Turn the entries below into a Markdown table with two columns, "Row" and "Entry line." Give each line its own numbered row and leave out any blank lines.

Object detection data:

+===+

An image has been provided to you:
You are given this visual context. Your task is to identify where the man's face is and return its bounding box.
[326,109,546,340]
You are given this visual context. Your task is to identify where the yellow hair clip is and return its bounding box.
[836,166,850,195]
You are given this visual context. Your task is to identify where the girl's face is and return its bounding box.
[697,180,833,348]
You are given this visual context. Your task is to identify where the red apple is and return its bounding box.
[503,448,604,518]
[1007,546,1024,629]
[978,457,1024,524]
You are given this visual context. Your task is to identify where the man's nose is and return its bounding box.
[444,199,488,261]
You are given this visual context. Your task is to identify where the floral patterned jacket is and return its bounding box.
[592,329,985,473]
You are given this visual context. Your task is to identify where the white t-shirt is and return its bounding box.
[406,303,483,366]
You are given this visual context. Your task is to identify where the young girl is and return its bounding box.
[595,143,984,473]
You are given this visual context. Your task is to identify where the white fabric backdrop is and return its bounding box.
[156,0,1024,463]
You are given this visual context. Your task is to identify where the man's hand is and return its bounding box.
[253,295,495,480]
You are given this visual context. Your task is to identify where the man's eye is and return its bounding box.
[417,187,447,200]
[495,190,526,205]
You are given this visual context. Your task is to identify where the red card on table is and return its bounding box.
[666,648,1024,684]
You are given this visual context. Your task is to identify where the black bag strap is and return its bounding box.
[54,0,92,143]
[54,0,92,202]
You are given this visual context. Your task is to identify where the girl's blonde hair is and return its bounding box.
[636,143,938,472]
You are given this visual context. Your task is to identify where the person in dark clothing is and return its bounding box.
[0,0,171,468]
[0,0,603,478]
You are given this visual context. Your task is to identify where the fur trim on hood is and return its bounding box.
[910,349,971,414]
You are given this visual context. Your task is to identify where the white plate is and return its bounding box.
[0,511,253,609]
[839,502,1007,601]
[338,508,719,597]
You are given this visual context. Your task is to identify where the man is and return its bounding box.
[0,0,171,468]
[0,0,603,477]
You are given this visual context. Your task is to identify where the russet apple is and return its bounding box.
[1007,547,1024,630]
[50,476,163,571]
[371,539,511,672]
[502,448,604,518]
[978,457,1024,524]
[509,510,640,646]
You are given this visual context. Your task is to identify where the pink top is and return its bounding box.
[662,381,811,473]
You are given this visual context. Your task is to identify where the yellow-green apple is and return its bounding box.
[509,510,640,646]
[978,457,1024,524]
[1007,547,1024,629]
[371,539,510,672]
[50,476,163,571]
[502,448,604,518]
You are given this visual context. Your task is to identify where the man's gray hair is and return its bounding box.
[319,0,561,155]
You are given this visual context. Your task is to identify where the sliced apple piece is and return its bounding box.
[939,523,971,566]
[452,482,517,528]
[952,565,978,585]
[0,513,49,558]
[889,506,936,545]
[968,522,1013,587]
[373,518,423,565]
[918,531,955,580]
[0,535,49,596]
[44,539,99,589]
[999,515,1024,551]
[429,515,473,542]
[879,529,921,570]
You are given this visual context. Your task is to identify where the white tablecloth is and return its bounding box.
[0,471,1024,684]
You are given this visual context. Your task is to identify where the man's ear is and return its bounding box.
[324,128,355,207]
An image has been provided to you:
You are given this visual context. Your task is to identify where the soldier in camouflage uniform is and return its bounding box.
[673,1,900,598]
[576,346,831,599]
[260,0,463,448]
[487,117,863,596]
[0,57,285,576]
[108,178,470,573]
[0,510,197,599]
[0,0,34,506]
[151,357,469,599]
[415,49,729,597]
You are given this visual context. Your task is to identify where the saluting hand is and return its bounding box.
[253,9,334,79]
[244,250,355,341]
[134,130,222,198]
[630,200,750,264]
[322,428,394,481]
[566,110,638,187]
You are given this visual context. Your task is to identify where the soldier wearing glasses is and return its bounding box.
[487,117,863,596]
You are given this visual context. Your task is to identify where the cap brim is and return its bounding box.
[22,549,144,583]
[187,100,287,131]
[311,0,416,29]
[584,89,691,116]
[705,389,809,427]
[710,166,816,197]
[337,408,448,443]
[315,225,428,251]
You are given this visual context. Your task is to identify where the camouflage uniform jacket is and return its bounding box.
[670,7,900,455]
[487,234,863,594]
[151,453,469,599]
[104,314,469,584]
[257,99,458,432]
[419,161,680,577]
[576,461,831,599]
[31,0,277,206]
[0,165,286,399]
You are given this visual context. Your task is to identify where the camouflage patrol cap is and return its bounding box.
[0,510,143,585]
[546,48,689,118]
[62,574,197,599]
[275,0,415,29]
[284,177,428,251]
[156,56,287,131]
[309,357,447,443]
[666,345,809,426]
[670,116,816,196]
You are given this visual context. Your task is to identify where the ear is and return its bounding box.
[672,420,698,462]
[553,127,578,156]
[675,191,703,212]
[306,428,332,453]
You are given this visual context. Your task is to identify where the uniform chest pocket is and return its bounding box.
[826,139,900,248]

+===+

● RESPONSE:
| Row | Entry line |
|---|---|
| 1 | An image has been provided to you: |
| 2 | You are given this visual context. Your task is to identify where the man's face is and return its bounding box. |
| 3 | [326,109,546,340] |
| 4 | You are given this visual context. Your task is to identify where the yellow hair clip is and return its bounding box. |
| 5 | [836,166,850,195] |
| 6 | You are given this visual context. Your task is to identify where the girl's face is and return its bounding box. |
| 7 | [697,180,833,348] |
| 8 | You are given this visual context. Your task is to identify where the red apple is and return its bounding box. |
| 9 | [503,448,604,518] |
| 10 | [1007,546,1024,629] |
| 11 | [978,457,1024,524] |
| 12 | You are given this visual context. Your task is to identify where the man's nose is and return its bounding box. |
| 13 | [444,199,488,261] |
| 14 | You are given this visual context. Your task is to identify where the floral patterned jacket is and return its bounding box. |
| 15 | [592,329,985,473] |
| 16 | You are given this visual context. Your task is to identify where the white t-shirt is and return its bounding box. |
| 17 | [406,303,483,366] |
| 18 | You are given this visual context. Your task is to identify where the young girl is and return its bounding box. |
| 19 | [595,143,984,473] |
| 20 | You are given this visual context. Your task is to identify where the white fabric backdrop is and return its bounding box. |
| 21 | [156,0,1024,463] |
| 22 | You are given this visual context. Your task is to identify where the man's hand is and return its bounding box. |
| 23 | [253,295,495,480] |
| 24 | You are given this visual context. Your task is to identify where the man's eye is and return its bounding box. |
| 25 | [417,187,447,200] |
| 26 | [495,190,526,205] |
| 27 | You are given this visual context. Your task is to identify where the red card on table is and return its bounding box. |
| 28 | [666,648,1024,684] |
| 29 | You are given this visual context. Your task is to identify where the black bag strap is and return its bounding box. |
| 30 | [54,0,92,143] |
| 31 | [54,0,92,202] |
| 32 | You are given this visual context. Your task is to identify where the girl's blonde hair is and return its bounding box. |
| 33 | [636,143,938,472] |
| 34 | You are given this visual context. Your task is to identify where the person in dark clothing is and return its bounding box. |
| 35 | [0,0,171,468] |
| 36 | [0,0,603,478] |
| 37 | You are given this visual context. Your task is to identify where the fur trim on hood is and return its bounding box. |
| 38 | [910,349,971,414] |
| 39 | You are given this visual context. Your task is to identify where the white plate is and return its bounding box. |
| 40 | [0,511,253,609] |
| 41 | [839,502,1007,601] |
| 42 | [338,508,719,597] |
| 43 | You are given this visual context. Your task is to identify where the man is and return its bounding box. |
| 44 | [0,0,171,468] |
| 45 | [0,0,603,477] |
| 46 | You are given this visual context. Your task is to identify where the russet apple is and return its bounding box. |
| 47 | [1007,547,1024,630] |
| 48 | [50,476,163,571] |
| 49 | [371,539,511,672] |
| 50 | [502,448,604,518] |
| 51 | [978,457,1024,524] |
| 52 | [509,510,640,646] |
| 53 | You are given this visual context. Your task is to identify where the pink top is and return its bounding box. |
| 54 | [662,381,811,473] |
| 55 | You are given this visual context. Your task is to identify where the yellow-green apple is and return its bounding box. |
| 56 | [509,510,640,646] |
| 57 | [978,457,1024,524] |
| 58 | [1007,547,1024,629] |
| 59 | [371,539,510,672] |
| 60 | [50,476,163,571] |
| 61 | [502,448,604,518] |
| 62 | You are given this visual context. Your task is to identify where the man's gray hair is and return its bounding box. |
| 63 | [319,0,561,155] |
| 64 | You are given this visual context. Your task is to identify where the sliced apple piece is and return its bounding box. |
| 65 | [939,523,971,566] |
| 66 | [452,482,517,528] |
| 67 | [952,565,978,585] |
| 68 | [0,513,49,558] |
| 69 | [889,506,936,545] |
| 70 | [968,522,1013,587] |
| 71 | [373,518,423,565] |
| 72 | [918,531,955,580] |
| 73 | [0,535,49,596] |
| 74 | [44,539,99,589] |
| 75 | [999,515,1024,551] |
| 76 | [429,515,473,542] |
| 77 | [879,529,921,570] |
| 78 | You are given this visual context. Your task is to identify where the white tablecloth is and return its bounding box. |
| 79 | [0,471,1024,684] |
| 80 | You are given this visual context. Your task is to identify where the man's ear is and return its bounding box. |
| 81 | [324,128,355,207] |
| 82 | An image has been provided to you: |
| 83 | You are given this visual context. Your task is to identify where the soldier in camouflage uniform is and return its bounding box. |
| 84 | [673,1,900,598] |
| 85 | [576,346,831,599] |
| 86 | [260,0,463,448] |
| 87 | [487,117,863,596] |
| 88 | [0,57,285,576] |
| 89 | [108,178,470,573] |
| 90 | [0,510,197,599] |
| 91 | [0,0,34,506] |
| 92 | [151,357,469,599] |
| 93 | [415,49,729,597] |
| 94 | You are given this visual context. Your task is to identify where the saluting hand is and return its bounding box. |
| 95 | [253,9,334,79] |
| 96 | [244,250,355,341] |
| 97 | [134,130,222,198] |
| 98 | [630,200,750,264] |
| 99 | [322,428,394,481] |
| 100 | [566,110,638,187] |
| 101 | You are given this visual context. Your task is to identify where the soldier wearing glasses is and return its bounding box. |
| 102 | [487,117,863,596] |
| 103 | You are given this visual context. Your task is to identify where the cap brim is and return its bounding box. |
| 104 | [22,549,144,583] |
| 105 | [187,100,287,131] |
| 106 | [311,0,416,29] |
| 107 | [584,89,691,116] |
| 108 | [705,389,809,427] |
| 109 | [710,166,816,197] |
| 110 | [337,408,448,443] |
| 111 | [315,225,428,251] |
| 112 | You are given this visual context. Your task is to identify where the camouflage uniform jacket is and return its bounding box. |
| 113 | [670,7,900,455] |
| 114 | [487,234,863,594] |
| 115 | [151,453,469,599] |
| 116 | [104,314,469,584] |
| 117 | [257,99,458,432] |
| 118 | [419,161,680,577] |
| 119 | [576,461,831,599] |
| 120 | [31,0,277,206] |
| 121 | [0,165,286,399] |
| 122 | You are given this visual context. Your task is to identify where the camouflage patrol cap is and return its bounding box. |
| 123 | [0,510,143,585] |
| 124 | [546,48,689,118] |
| 125 | [62,574,197,599] |
| 126 | [275,0,415,29] |
| 127 | [284,177,428,251] |
| 128 | [156,56,287,131] |
| 129 | [309,357,447,443] |
| 130 | [666,345,809,426] |
| 131 | [670,116,816,196] |
| 132 | You are given this visual context. Your task is to identify where the ear is and return its bounding box. |
| 133 | [672,420,698,462] |
| 134 | [553,127,578,156] |
| 135 | [675,191,703,212] |
| 136 | [306,428,332,453] |
| 137 | You are given this visual context. Your task is to identify where the uniform chest pocket is and return its bounding box. |
| 138 | [826,139,900,248] |